- [AIM]
Count the lines of the material below that contain the string "soldier", and reply with that number alone.

======== EXTRACTED MATERIAL

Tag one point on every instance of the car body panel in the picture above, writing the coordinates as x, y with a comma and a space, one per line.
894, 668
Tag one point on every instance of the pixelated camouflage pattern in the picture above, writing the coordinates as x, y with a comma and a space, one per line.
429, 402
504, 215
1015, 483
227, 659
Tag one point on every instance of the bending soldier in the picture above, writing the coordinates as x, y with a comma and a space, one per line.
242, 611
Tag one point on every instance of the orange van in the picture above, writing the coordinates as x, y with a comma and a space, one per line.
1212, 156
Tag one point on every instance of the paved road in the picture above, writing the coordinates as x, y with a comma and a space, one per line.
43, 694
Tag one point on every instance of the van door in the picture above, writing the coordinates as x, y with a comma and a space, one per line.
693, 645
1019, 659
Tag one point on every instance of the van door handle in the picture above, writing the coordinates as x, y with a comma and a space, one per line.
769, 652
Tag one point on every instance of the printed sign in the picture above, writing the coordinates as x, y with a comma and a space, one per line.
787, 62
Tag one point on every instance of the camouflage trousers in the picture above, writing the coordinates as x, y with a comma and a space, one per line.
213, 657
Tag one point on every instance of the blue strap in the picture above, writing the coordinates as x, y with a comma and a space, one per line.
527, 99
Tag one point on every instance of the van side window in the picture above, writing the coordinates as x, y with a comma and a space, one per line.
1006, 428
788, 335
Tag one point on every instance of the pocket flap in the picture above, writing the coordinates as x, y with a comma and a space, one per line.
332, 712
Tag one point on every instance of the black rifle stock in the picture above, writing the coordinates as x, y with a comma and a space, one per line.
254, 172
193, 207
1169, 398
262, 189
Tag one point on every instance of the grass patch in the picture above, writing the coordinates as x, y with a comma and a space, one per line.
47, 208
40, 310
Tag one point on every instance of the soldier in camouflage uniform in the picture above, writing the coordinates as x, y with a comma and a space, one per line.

================
======== EXTRACTED MATERIAL

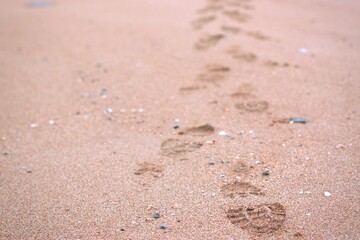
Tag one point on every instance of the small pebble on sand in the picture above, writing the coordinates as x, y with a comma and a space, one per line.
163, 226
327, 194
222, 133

================
======== EXTRACTED MATERIAL

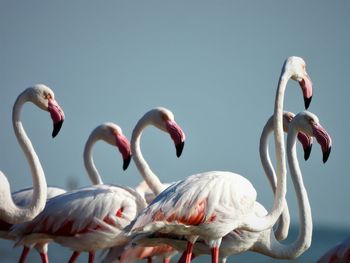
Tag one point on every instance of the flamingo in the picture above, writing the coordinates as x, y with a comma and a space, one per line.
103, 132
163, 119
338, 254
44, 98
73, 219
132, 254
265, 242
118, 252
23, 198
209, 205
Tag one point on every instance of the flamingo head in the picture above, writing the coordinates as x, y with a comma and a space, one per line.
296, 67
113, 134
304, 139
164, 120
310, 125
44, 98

================

- [FINAL RESULT]
2